Exercise task
Please write out the lines of the entries below word for word, leaving out the pictures.

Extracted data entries
_ _ _
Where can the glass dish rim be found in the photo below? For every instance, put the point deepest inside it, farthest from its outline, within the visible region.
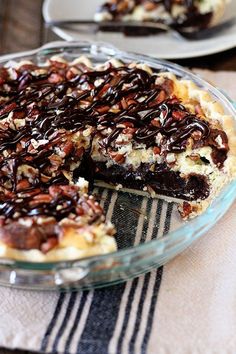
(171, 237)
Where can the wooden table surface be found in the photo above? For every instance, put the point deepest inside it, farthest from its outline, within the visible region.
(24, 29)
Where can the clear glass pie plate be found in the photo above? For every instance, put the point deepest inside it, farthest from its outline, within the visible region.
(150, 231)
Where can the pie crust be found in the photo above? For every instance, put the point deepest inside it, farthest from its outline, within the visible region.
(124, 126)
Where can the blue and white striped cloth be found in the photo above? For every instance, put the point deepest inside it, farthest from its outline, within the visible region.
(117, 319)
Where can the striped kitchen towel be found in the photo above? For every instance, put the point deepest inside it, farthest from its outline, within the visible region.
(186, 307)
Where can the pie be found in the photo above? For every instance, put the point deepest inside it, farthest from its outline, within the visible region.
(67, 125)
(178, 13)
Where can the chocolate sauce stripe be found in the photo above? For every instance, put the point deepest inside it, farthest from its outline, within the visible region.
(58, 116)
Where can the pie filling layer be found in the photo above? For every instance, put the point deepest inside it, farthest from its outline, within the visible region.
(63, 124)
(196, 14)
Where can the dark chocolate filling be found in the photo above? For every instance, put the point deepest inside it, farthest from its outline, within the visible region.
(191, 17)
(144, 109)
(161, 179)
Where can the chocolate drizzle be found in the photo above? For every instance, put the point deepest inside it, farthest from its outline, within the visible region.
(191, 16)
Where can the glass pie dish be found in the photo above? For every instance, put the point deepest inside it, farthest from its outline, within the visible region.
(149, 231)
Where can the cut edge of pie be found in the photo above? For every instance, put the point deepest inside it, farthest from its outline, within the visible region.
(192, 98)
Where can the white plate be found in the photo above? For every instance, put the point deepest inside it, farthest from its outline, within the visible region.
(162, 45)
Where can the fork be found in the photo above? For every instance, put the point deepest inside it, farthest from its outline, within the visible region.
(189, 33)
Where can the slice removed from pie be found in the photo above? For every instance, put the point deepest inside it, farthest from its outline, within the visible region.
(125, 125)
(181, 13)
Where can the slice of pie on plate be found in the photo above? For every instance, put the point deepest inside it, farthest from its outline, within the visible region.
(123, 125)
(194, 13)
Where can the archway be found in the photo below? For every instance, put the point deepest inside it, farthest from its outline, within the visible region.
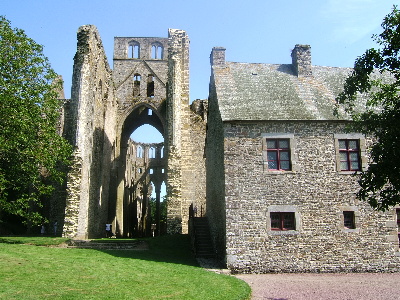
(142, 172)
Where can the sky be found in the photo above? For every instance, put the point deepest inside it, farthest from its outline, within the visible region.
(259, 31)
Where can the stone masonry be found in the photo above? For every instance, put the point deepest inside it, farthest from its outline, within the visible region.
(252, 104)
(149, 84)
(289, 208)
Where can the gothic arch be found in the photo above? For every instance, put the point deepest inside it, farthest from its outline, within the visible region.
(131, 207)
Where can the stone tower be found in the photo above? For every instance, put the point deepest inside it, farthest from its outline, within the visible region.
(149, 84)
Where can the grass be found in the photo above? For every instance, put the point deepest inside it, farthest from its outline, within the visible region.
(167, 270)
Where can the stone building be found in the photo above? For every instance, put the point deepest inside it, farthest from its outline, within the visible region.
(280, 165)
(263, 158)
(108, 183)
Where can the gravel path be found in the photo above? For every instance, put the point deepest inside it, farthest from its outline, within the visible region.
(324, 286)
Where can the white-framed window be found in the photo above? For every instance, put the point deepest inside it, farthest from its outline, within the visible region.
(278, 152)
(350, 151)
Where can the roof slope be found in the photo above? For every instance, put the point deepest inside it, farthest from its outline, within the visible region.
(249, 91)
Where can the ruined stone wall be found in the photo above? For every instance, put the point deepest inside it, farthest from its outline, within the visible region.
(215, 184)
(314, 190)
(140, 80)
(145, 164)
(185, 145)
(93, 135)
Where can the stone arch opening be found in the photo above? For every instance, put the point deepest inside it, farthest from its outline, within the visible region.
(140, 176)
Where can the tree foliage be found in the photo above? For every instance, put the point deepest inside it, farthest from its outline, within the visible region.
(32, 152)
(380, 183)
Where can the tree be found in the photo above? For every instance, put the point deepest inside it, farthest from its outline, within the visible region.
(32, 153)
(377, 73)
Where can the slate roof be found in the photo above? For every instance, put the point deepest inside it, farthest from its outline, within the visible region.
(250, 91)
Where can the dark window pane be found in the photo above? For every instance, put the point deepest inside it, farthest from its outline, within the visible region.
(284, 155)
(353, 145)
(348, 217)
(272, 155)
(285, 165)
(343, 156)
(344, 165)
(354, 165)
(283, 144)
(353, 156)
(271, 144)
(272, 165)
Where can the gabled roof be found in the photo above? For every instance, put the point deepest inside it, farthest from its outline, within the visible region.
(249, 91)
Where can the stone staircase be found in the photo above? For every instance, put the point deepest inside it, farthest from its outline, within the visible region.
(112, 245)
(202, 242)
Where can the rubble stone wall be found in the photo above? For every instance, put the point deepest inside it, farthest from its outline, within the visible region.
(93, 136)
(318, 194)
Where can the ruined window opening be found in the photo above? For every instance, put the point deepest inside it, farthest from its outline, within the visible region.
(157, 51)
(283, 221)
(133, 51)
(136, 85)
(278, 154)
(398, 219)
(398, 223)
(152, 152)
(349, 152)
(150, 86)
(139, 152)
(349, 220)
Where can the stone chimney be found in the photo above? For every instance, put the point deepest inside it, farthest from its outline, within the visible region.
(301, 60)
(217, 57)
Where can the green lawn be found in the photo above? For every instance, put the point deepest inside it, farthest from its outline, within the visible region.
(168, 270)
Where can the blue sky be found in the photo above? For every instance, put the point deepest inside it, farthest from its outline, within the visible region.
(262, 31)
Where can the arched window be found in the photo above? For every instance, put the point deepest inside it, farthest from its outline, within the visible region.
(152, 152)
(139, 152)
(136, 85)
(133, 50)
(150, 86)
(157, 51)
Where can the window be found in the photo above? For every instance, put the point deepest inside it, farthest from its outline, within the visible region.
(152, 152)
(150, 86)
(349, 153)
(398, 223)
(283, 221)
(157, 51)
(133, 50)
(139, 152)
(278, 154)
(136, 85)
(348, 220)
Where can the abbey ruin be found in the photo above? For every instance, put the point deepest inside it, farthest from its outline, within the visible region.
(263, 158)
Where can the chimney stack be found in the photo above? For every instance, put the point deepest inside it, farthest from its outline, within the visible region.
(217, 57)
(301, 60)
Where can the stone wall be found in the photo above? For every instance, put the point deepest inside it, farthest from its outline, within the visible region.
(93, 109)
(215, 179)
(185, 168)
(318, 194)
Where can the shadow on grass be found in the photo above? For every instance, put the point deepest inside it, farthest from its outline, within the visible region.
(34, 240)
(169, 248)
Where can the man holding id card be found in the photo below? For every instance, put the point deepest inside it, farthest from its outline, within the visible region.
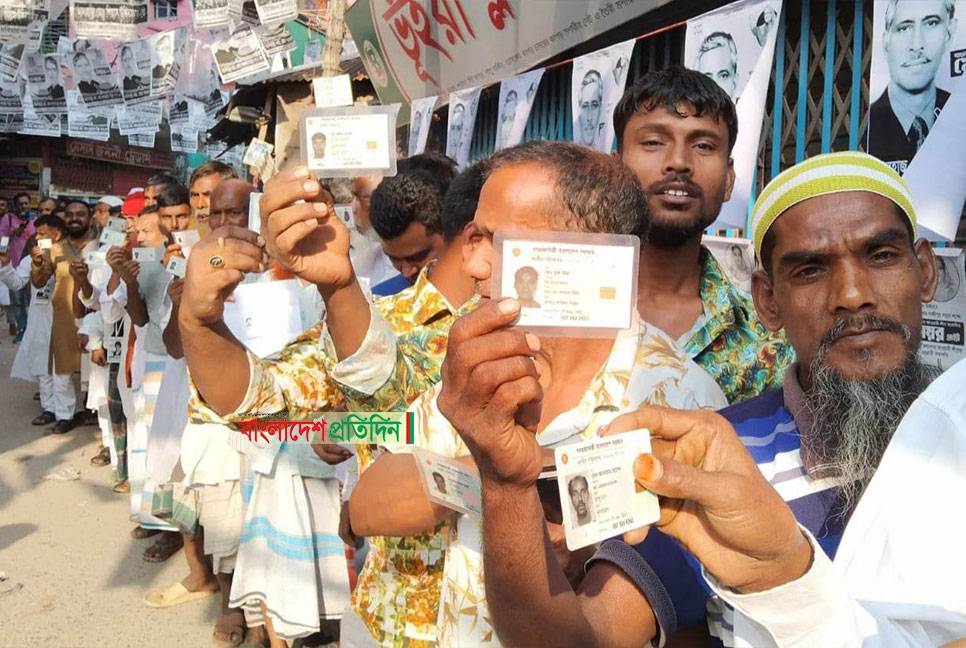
_ _ _
Exercise output
Where can the glass dish rim be found in the photo below? For every instance, put the point deepest inside it, farthest from its outline, within the visible region.
(171, 237)
Where can the wooden table surface be found in the photo above? For every instance, put the point deepest inside it, farthest from its outline, within the visible region.
(24, 29)
Where can the clear glass pie plate be found in the photo above? For every instance, put the point deepest inside it, farthest from its outline, within the visible region.
(150, 231)
Where can the pie crust be found in the photo above? For every instance, put the point deepest inside it, farthest from its outline, within the visible region.
(124, 126)
Where can the blue and white striped cloth be found in the photo above? For every instance, put the point deepest inside it, farthest from its outline, within the visible region.
(117, 319)
Where can the striped kitchen towel be found in the photo above? For every instance, put the point deepest inside it, farthest from its outline, within the visible region.
(186, 307)
Where can the pie be found in the photo above? For every instance, put the point deepest inside it, farthest from its outline, within the visible region.
(67, 125)
(178, 13)
Where can the chocolate sauce stripe be found in the photo above? For every instance, put the point deepest inside it, farthest from its outline, within the visible region.
(58, 116)
Where can the pie filling layer be found in the photo above? For every instance, put the point deepest inside it, farthest from its outline, within the visible region.
(63, 124)
(196, 14)
Where can the dark chocolate filling be found in the photo above? For every instance, put the point deepest inside it, farthest from its outline, within the visible region.
(191, 17)
(144, 109)
(161, 179)
Where can the chocolate drizzle be found in the photo above? For every instance, put the point deepest inside it, farthest from its outline, within the visible region.
(191, 16)
Where can the glass pie dish be found in the photo above? For every instance, put the point deepest inside it, farthest from its outline, within the visible region.
(149, 231)
Where can the cut edge of pie be found in the photo above? For every instance, put the point deepest inside it, farthest from its outline, within the visible region.
(192, 98)
Where can the white plate be found in the photo above? For every instance, put the point deepest inside it, farthest from its outline, within the visible region.
(162, 45)
Where can the fork be found in the photo above? For every instance, put the point deepest inside it, farthest from its outline, within the visible region.
(189, 33)
Where can the slice removed from pie be found in the photo above? For every instance, put the point deepest inside it, farthest from its outline, within the visible region.
(125, 125)
(181, 13)
Where can the slice of pie on plate be found in the photo above? For every instance, put the point deepest inside it, farthest from its outline, within the visible region.
(123, 125)
(194, 13)
Where can the archway be found in the photo below? For every instance, put the point deepest inside it, farthest from its outline, within the visible region.
(142, 172)
Where can the sky be found in the photo above? For every instance, put the point deepest inside it, farthest from its outline, within the visible region.
(259, 31)
Where can the stone masonry be found in the photo above? For every instance, put the point deepest inside it, farthest from its outline, within the visible region.
(252, 104)
(149, 84)
(289, 208)
Where can the gothic arch be found in the photo above? For every instance, put the point deepest inside it, farthest from its outline, within the visible region.
(131, 207)
Where can the stone tower be found in the photo above? For every instance, put the point deepest inside it, farthest from its outline, within the visible region.
(149, 84)
Where can the grass be found in the photo above? For every instance, put the point deepest inside it, farthest from its outline, within the visible region.
(167, 270)
Where can the stone building be found in the photo above? For every instance, put the point deepest inside it, farthest from its outline, within the visible region.
(280, 165)
(263, 158)
(108, 183)
Where can the gravel path be found in the photo above? For every instance, put the point deepest inside it, farthest from its outline, within the visible region.
(324, 286)
Where can the white-framed window be found in the photo above? For every instance, put the point deepest inside it, farthest from its outline, within the visible region.
(278, 152)
(350, 151)
Where can the roof slope be found in the photo above? For every instance, put the point deepest inside it, farthest from its outline, within the visible region.
(249, 91)
Where can the ruined stone wall be found in the photo above? For every instance, put the point deepest inside it, farthest from its outline, within the visible region.
(215, 184)
(314, 190)
(140, 80)
(145, 164)
(185, 145)
(93, 135)
Where can the stone arch opening be found in the photo above? For every instance, put the point deepest inside it, farthest from its outline, within the visible region.
(140, 176)
Where can the tree foliage be found in the photo above? For every instance, put the point deepest inside it, farthest from its outline, within the visible region.
(32, 152)
(380, 183)
Where can the tree be found in the photo above? For every instance, put the point deepest inside it, farthest from its outline, within the visible region.
(32, 153)
(377, 73)
Where can the slate roof be found in the photo above? For every instance, put the point deepest inside it, farthest from its outline, within the visible region.
(250, 91)
Where can the dark window pane be found in the photo above? For every instance, put the point deepest inside it, farthest from its outline, within the visible region.
(284, 155)
(353, 145)
(348, 217)
(272, 155)
(285, 165)
(343, 156)
(344, 165)
(354, 165)
(283, 144)
(353, 156)
(271, 144)
(272, 165)
Where can the gabled roof be found in the photo above? For every instance, put the point deepest inside it, farthest from its outline, within the visible region.
(249, 91)
Where can the stone staircase be found in the photo above? For every instance, put the point deepest inside it, farthest from its outline, within the visible region.
(112, 245)
(202, 242)
Where can the rubble stone wall be found in the photo above? For every instance, put the point deepest inside it, farthest from its outline, within the visible region.
(93, 136)
(318, 194)
Where can the ruined window opening be found in the photo above? For every instance, put the point deepest inside it, farthest from its outline, within the visible region.
(157, 51)
(283, 221)
(133, 51)
(136, 85)
(278, 154)
(398, 219)
(398, 223)
(152, 152)
(349, 152)
(150, 86)
(139, 152)
(349, 220)
Where can the stone chimney be found in the photo above? For every instance, put the point deepest inside it, farthest from its outline, within the visible region.
(301, 60)
(217, 57)
Where can the green lawn be found in the photo above? For every instance, put the point deepest inside it, farthest from its outline, within the visible region.
(168, 270)
Where can the blue sky be found in the photo above? For every instance, put the point deepest inside it, farthest from its outline, within the visible region.
(262, 31)
Where can the arched window be found in the photo above? For every instance, put the point deepest inside it, farthest from its outline, within the visible region.
(152, 152)
(139, 152)
(136, 85)
(133, 50)
(150, 86)
(157, 51)
Where can the window be found in the photo above? For every instance, put the point deepest inside it, farthest from its outline, within the visible region.
(152, 152)
(150, 86)
(349, 153)
(398, 223)
(283, 221)
(157, 51)
(133, 50)
(139, 152)
(278, 154)
(136, 85)
(348, 220)
Where can the abbey ruin be found in the photo above? For every instance, put the point deepest inside it, farthest from its outline, within the visible region.
(263, 158)
Where can the chimney stack be found in the photo above? For every instance, put the point deepest inside it, farthest from its outline, within the visible region.
(217, 57)
(301, 60)
Where can the stone wall be found in the photo above? For every instance, put the point deepest inside it, farthest from its outline, within the visible region.
(93, 109)
(215, 179)
(185, 168)
(318, 194)
Where can the shadow on grass be found in the photo above? For every instance, put the point deepest inside it, farthest from its outline, within the visible region.
(34, 240)
(169, 248)
Where can the man holding id card be found in the photo below? For every instance, put the point deepest inside it, farthest from its outline, within the visible region.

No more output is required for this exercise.